» **WHAT YOU SHOULD DO**
Pull out every line of the listing below that contains the word "louvered", and copy each of those lines in full.

━━━━━━━━━━━━━━━━━━━━━━━━━━━━━━

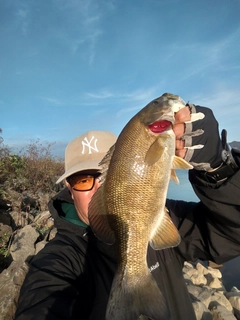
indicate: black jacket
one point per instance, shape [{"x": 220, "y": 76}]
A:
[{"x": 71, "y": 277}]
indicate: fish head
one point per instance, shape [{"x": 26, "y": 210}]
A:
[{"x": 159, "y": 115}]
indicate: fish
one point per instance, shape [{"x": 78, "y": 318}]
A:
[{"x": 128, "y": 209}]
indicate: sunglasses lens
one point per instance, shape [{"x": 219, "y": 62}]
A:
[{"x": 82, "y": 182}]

━━━━━━━━━━━━━━━━━━━━━━━━━━━━━━

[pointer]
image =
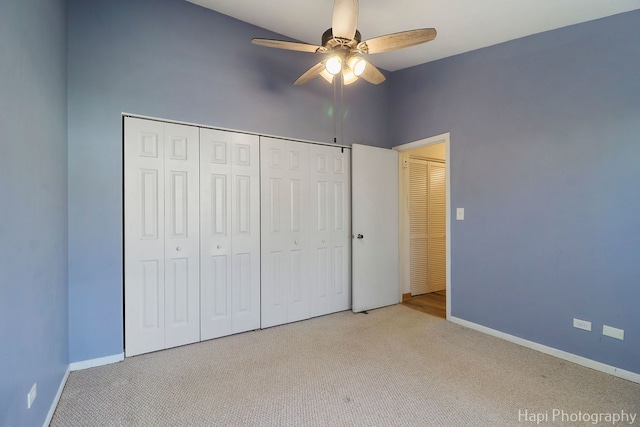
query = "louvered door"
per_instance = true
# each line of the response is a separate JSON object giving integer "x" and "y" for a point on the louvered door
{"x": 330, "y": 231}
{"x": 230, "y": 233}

━━━━━━━━━━━━━━━━━━━━━━━━━━━━━━

» **ANSWER IN FULL**
query = "louvered door"
# each line of the response is a separate JSON object giving integer "x" and "y" for a point on the louvered door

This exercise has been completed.